→ **Given instruction A**
Answer these questions using the article on Israel's new ties with the UAE and Bahrain:
(i) What are the quiet, unofficial channels of contact called?
(ii) With which country would a breakthrough really signal the end of the Arab boycott of Israel?
(iii) Until what happens does it seem unlikely that the Saudis will follow the UAE or Bahrain?
··· Page
The dramatic events surrounding Israel’s establishment of diplomatic relations with the United Arab Emirates and Bahrain are hailed by their champions as indicating the advent of a new era of peace in the Middle East. Certainly, for Israel to achieve relations with two Arab states which had long refused to recognize it is news. But is it a real breakthrough towards regional peace?
There are several issues to consider.
First, Israel has enjoyed quiet, unofficial relations with these two Arab states, and many others, for several years through a variety of what are called “backchannels.” Delegations have visited; meetings have been held; important deals have quietly been struck. The fact that the UAE and Bahrain have decided to break cover and openly declare the relationship which has been going on for some time is noteworthy, but the relationship itself is hardly new.
Moreover, while open relations with the UAE and Bahrain are welcome for Israel, these two countries are not the main prize. Such a breakthrough with Saudi Arabia would really signal the end of the Arab boycott of Israel. There seems little sign of this at present (though, increasingly in the Middle East, we live to be surprised). Of course, it is not likely that the UAE or Bahrain would have taken this step had Riyadh actively opposed it, especially not Bahrain, and Israel has also enjoyed quiet relations with the Saudis through backchannels for many years and will likely continue to do so.
Second, it seems unlikely, based on what we know of Riyadh’s publicly stated views at this time, that the Saudis will follow the UAE or Bahrain until progress is made on the Israeli-Palestinian issue. In many ways, we may think of the agreements between Israel and these two Arab states as a fore-runner of what may be if an Israeli-Palestinian agreement is finally achieved.
······
··· Supplied data
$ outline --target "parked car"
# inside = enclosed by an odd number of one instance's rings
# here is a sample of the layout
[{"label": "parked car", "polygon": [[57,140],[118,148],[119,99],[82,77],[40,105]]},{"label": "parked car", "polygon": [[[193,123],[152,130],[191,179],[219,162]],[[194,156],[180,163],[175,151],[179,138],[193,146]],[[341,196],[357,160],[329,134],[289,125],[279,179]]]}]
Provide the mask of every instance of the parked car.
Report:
······
··· Supplied data
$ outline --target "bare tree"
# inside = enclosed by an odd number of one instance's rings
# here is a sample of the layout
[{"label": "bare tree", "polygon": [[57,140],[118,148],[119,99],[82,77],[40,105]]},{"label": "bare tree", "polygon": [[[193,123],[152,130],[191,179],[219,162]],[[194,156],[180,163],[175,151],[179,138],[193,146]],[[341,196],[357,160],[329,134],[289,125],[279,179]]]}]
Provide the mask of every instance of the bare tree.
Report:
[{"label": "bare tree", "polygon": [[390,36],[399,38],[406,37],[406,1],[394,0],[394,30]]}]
······
→ **Given instruction B**
Count how many lines of the entries above contain the string "outline". Case counts. Give only the number.

→ **Exercise output A**
(i) Backchannels.
(ii) Saudi Arabia.
(iii) Until progress is made on the Israeli-Palestinian issue.

→ **Exercise output B**
2